Text segment

%%

Monday, September 9, 2013

Plotting a Mystery (for Non-Mystery Writers)

One little admin note before we get down to business: I recently discovered that Google's insistence that I switch to Google+ comments was a VERY BAD IDEA. Hence, I've returned to default comments on Seeking the Write Life. So, please, when you've read Mary's AWESOME post here, get involved! Let us know what you think, or ask Mary questions. Technology will no longer be your gate keeper. Promise!

Now back to our previously scheduled viewing, fresh from the keyboard of Delacorte's Next Big Thing: Mary Elizabeth Summer.

Take it away, Mary!

Plotting a Mystery for Non-Mystery Writers

I’ll let you in on a little secret. I’m not really a mystery writer. Yes, I wrote a mystery, and yes Delacorte Press is publishing it, and yes I will write more mysteries in the future. But the truth is I accidentally fell into writing mystery. I always thought I’d be a sci-fi or fantasy writer. But then I had this crazy idea for a mystery story, and well, here we are.

I’ll let you in on another little secret. Writing a mystery is hard. You actually have to plot, like in advance. For a pantser like me, it was a steep learning curve. My point in writing this post is to give you a few tips that helped me write mystery. Because let’s face it, every book in every genre has some hint of mystery to it.

Preplanning, Planning, and Post-Planning

Writing a mystery by the seat of your pants is asking for trouble. Can you do it? Sure. Can you dig a hole by moving each individual grain of dirt by hand? Of course, but why would you want to? All writing is pantsed, whether you plot it out in advance or not. The difference is that plotters have figured out the shortcut to a well-structured draft.

%%

Records shown
%%

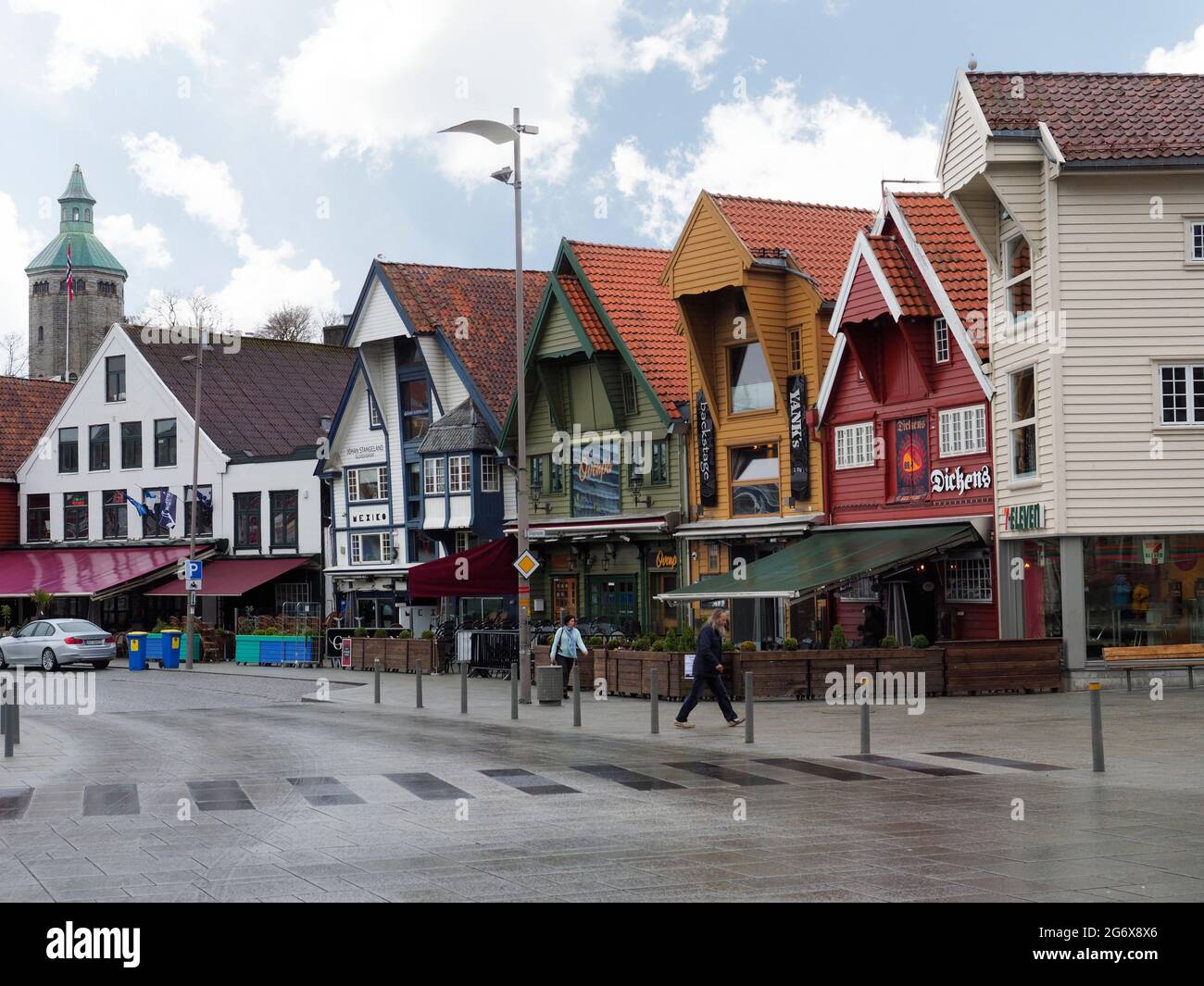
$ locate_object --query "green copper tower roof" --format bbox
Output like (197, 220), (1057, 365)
(25, 165), (127, 278)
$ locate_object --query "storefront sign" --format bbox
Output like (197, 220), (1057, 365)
(999, 504), (1045, 530)
(694, 390), (719, 506)
(787, 373), (811, 501)
(928, 466), (991, 496)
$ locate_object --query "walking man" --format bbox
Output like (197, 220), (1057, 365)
(673, 609), (744, 730)
(551, 614), (586, 698)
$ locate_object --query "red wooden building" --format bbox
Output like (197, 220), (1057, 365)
(816, 192), (998, 646)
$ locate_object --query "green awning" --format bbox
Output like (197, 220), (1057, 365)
(657, 524), (980, 603)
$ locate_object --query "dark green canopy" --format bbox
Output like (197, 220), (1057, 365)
(657, 524), (979, 603)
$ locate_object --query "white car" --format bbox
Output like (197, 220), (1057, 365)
(0, 618), (117, 670)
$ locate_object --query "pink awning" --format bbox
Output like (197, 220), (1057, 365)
(147, 557), (309, 596)
(0, 545), (188, 597)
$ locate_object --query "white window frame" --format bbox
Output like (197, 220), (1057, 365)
(448, 456), (472, 493)
(1008, 364), (1042, 482)
(938, 405), (986, 458)
(481, 456), (502, 493)
(832, 421), (874, 469)
(1155, 362), (1204, 429)
(932, 318), (948, 364)
(422, 458), (446, 496)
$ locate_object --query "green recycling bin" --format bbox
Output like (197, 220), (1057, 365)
(125, 632), (147, 670)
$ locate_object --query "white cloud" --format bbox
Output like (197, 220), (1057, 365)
(96, 213), (171, 268)
(9, 0), (217, 93)
(121, 131), (245, 237)
(272, 0), (727, 185)
(1145, 24), (1204, 72)
(610, 80), (939, 243)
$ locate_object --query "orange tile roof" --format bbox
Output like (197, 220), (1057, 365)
(570, 242), (690, 418)
(708, 193), (874, 301)
(0, 377), (71, 480)
(381, 262), (548, 421)
(895, 192), (990, 360)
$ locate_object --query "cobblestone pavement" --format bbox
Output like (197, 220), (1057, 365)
(0, 666), (1204, 902)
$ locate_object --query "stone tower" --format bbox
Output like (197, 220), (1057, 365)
(25, 165), (127, 378)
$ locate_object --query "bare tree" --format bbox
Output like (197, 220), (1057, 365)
(257, 305), (318, 342)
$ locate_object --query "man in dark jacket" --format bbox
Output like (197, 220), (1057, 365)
(673, 609), (744, 730)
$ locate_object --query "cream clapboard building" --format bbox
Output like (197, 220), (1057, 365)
(939, 71), (1204, 668)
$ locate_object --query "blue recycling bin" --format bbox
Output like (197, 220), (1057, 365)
(125, 632), (147, 670)
(163, 630), (184, 668)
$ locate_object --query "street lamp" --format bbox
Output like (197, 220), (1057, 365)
(440, 106), (539, 705)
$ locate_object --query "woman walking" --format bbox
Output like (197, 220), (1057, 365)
(673, 609), (744, 730)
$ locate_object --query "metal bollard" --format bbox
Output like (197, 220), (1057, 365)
(1087, 681), (1104, 774)
(858, 677), (870, 756)
(573, 661), (582, 726)
(744, 670), (753, 743)
(647, 665), (661, 736)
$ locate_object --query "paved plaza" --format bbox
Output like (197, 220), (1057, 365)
(0, 665), (1204, 902)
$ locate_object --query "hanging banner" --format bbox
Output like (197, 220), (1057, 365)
(695, 390), (719, 506)
(787, 373), (811, 502)
(895, 417), (928, 504)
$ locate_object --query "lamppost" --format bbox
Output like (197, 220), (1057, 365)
(440, 106), (539, 705)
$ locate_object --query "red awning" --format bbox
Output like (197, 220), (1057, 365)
(406, 537), (519, 600)
(0, 545), (188, 597)
(147, 558), (309, 596)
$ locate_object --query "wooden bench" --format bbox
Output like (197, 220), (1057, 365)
(1104, 644), (1204, 691)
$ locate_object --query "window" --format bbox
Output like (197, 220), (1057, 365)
(1156, 364), (1204, 423)
(1004, 236), (1033, 316)
(1008, 366), (1036, 480)
(448, 456), (472, 493)
(352, 530), (393, 565)
(946, 556), (991, 602)
(422, 458), (443, 496)
(346, 466), (389, 504)
(88, 425), (108, 472)
(481, 456), (502, 493)
(727, 342), (773, 414)
(834, 421), (874, 469)
(184, 486), (213, 537)
(121, 421), (142, 469)
(59, 428), (80, 472)
(940, 405), (986, 456)
(63, 493), (88, 541)
(154, 418), (176, 468)
(622, 371), (639, 414)
(233, 493), (262, 548)
(25, 493), (51, 541)
(932, 318), (948, 362)
(732, 443), (782, 514)
(105, 356), (125, 404)
(100, 490), (130, 541)
(269, 490), (297, 548)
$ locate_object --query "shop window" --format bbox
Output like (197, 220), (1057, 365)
(1008, 366), (1036, 480)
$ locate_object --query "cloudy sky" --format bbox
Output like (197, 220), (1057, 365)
(0, 0), (1204, 346)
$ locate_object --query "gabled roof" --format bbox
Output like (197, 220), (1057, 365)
(967, 72), (1204, 163)
(381, 262), (548, 421)
(891, 192), (990, 360)
(567, 241), (690, 418)
(0, 377), (71, 480)
(707, 193), (874, 301)
(125, 325), (356, 460)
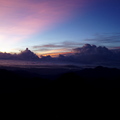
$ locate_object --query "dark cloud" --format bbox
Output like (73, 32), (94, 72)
(32, 41), (83, 51)
(0, 48), (39, 60)
(0, 44), (120, 66)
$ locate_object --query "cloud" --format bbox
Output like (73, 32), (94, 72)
(0, 0), (87, 51)
(85, 33), (120, 44)
(31, 41), (83, 55)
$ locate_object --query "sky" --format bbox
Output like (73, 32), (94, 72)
(0, 0), (120, 56)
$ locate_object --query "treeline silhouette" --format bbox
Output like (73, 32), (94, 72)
(0, 66), (120, 119)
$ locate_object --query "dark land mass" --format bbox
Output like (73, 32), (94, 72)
(0, 66), (120, 120)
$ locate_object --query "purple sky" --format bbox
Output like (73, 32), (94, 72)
(0, 0), (120, 55)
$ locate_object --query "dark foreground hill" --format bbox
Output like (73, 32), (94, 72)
(0, 67), (120, 119)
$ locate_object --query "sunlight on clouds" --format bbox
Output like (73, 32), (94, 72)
(0, 0), (87, 50)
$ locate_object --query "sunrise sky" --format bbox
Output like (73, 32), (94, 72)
(0, 0), (120, 55)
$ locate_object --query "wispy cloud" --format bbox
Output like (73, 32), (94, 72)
(31, 41), (83, 56)
(85, 33), (120, 44)
(0, 0), (87, 52)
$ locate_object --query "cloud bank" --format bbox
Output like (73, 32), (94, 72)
(0, 0), (88, 51)
(0, 44), (120, 66)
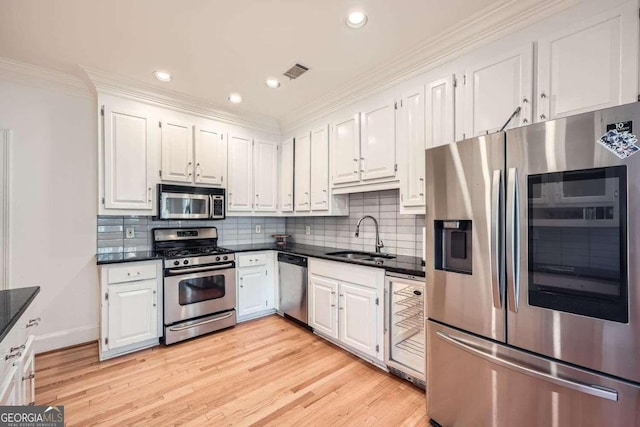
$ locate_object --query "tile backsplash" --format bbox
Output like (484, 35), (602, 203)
(98, 216), (286, 253)
(97, 190), (424, 257)
(287, 190), (425, 258)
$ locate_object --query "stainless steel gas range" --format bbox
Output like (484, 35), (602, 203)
(153, 227), (236, 345)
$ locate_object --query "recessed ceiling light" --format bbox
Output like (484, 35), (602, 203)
(346, 10), (368, 28)
(264, 78), (280, 89)
(229, 93), (242, 104)
(153, 71), (171, 82)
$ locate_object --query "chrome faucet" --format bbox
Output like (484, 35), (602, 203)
(356, 215), (384, 254)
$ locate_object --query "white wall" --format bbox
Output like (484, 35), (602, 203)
(0, 79), (99, 352)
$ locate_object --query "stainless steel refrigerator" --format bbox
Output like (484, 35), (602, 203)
(426, 104), (640, 427)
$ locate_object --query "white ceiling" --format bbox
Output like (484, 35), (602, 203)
(0, 0), (518, 123)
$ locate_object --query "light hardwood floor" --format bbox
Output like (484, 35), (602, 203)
(36, 315), (427, 426)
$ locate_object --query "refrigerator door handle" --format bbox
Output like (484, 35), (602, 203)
(436, 331), (618, 402)
(491, 170), (504, 308)
(506, 168), (520, 313)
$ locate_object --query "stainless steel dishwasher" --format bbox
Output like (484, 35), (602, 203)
(278, 253), (307, 325)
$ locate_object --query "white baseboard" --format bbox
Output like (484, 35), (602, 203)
(33, 325), (100, 354)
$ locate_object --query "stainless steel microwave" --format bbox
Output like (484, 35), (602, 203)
(158, 184), (225, 220)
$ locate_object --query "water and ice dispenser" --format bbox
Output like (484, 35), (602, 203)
(434, 220), (473, 274)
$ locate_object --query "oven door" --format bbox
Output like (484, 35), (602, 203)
(504, 104), (640, 382)
(160, 192), (211, 219)
(164, 263), (236, 325)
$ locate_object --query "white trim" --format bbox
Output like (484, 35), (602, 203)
(280, 0), (580, 135)
(81, 67), (280, 136)
(0, 57), (94, 98)
(0, 129), (11, 289)
(33, 325), (99, 354)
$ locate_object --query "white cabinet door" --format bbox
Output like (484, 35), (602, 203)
(104, 103), (159, 210)
(311, 126), (329, 211)
(464, 44), (533, 137)
(18, 335), (36, 405)
(360, 100), (396, 180)
(279, 138), (293, 212)
(108, 279), (158, 350)
(161, 121), (194, 182)
(195, 126), (227, 186)
(398, 85), (425, 206)
(253, 140), (278, 212)
(227, 133), (253, 211)
(238, 266), (273, 317)
(422, 75), (458, 150)
(536, 2), (638, 121)
(331, 114), (360, 185)
(309, 274), (338, 339)
(338, 282), (378, 357)
(294, 132), (311, 212)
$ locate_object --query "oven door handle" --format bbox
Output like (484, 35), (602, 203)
(169, 313), (233, 332)
(168, 262), (233, 274)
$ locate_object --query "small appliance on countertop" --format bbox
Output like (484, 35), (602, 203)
(153, 227), (236, 345)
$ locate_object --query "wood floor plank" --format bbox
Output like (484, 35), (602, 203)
(36, 316), (428, 426)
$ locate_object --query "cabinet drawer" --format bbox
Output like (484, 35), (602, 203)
(107, 264), (157, 284)
(238, 254), (267, 267)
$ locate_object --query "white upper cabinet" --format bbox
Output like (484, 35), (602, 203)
(195, 126), (227, 186)
(279, 138), (293, 212)
(161, 121), (194, 182)
(254, 139), (278, 212)
(398, 85), (425, 206)
(463, 43), (533, 138)
(227, 133), (254, 212)
(536, 2), (638, 121)
(103, 101), (159, 210)
(360, 100), (396, 180)
(294, 132), (311, 212)
(310, 126), (329, 211)
(422, 75), (455, 150)
(331, 114), (360, 185)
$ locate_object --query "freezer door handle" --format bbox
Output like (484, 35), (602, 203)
(491, 170), (504, 308)
(436, 331), (618, 402)
(506, 168), (520, 313)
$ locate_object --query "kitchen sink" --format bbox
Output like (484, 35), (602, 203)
(326, 251), (395, 263)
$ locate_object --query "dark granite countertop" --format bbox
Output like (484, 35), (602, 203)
(222, 243), (425, 277)
(0, 286), (40, 342)
(96, 251), (162, 264)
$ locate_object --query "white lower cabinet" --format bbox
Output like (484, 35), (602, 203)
(100, 261), (162, 360)
(236, 251), (276, 322)
(308, 258), (384, 363)
(0, 300), (40, 406)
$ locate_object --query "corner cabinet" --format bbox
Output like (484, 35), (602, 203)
(227, 133), (254, 212)
(100, 260), (163, 360)
(278, 138), (294, 212)
(536, 2), (638, 121)
(463, 43), (533, 138)
(236, 251), (276, 322)
(308, 258), (384, 364)
(99, 98), (160, 214)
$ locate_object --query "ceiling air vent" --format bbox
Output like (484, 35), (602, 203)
(284, 64), (309, 80)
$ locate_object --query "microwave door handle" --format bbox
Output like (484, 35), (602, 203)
(506, 168), (520, 313)
(491, 170), (504, 308)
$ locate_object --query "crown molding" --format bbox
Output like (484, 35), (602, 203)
(280, 0), (580, 134)
(0, 57), (94, 98)
(80, 66), (280, 135)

%%

Tasks to perform
1. Give again, word for word, the part of the blog post on plotting a mystery starting with "One little admin" and going on through "gate keeper. Promise!".
2. Pick up the blog post on plotting a mystery where it stops, and write what comes next.

Final answers
1.
One little admin note before we get down to business: I recently discovered that Google's insistence that I switch to Google+ comments was a VERY BAD IDEA. Hence, I've returned to default comments on Seeking the Write Life. So, please, when you've read Mary's AWESOME post here, get involved! Let us know what you think, or ask Mary questions. Technology will no longer be your gate keeper. Promise!

2.
Don’t panic, pantsers. You probably already plot and just don’t realize it. That was the case for me, anyway. All your scribbles and research and daydreaming while driving to work counts as preplanning. Plotters just formalize their preplanning by calling it that. For an exhaustive list of plotters’ tools, check out 25 Ways to Plot, Plan and Prep Your Story.

The preplanning/post-planning that works best for me:

·         Create a mind map (or multiple mind maps) of plot, theme, and character development before writing the first draft—this takes less time than you think.

·         Create and keep updated a storyboard while drafting (I use an Excel spreadsheet for this).

·         Create a reverse outline/timeline before drafting the end of the story to make sure every loose end is addressed.

Reversals, Twists, and the Unexpected

The best mysteries are the ones where you never saw it coming but you totally should have.

Example 1: In The Sixth Sense, **spoiler alert** the protagonist is actually dead himself and doesn’t know it until the end of the film. We as viewers should have guessed, since he never holds a conversation with any living person but the kid, and the kid gives us several clues during the film as well.

Example 2: In the Star Wars trilogy, we’re shocked when we find out Darth Vader is Luke’s father, but Obi Wan gives us foreshadowing about that in the first film by bringing up Luke’s father in the first place. We as viewers should have guessed that something was up with Luke’s dad, because enough time was spent discussing it in the first film to indicate its importance to the plot. The goal is to create effective reversals, twists, and the unexpected, to hint at it just enough in the beginning so that readers say ‘Oh, snap!’ when they get to the reveal.

It’s a balance, though. Don’t show readers all your cards. You have to give them bits of the truth, but lie your face off the rest of the time. Misdirection is the key.  Distract them with shiny bits of characterization, voice, subplots, etc. to keep them from seeing your evil author machinations. This is where scene layering is your best friend. Make every scene responsible for doing at least three things at once—for example, further the romance subplot, show the protagonist dealing with her identity crisis, and foreshadow plot-reveal #2.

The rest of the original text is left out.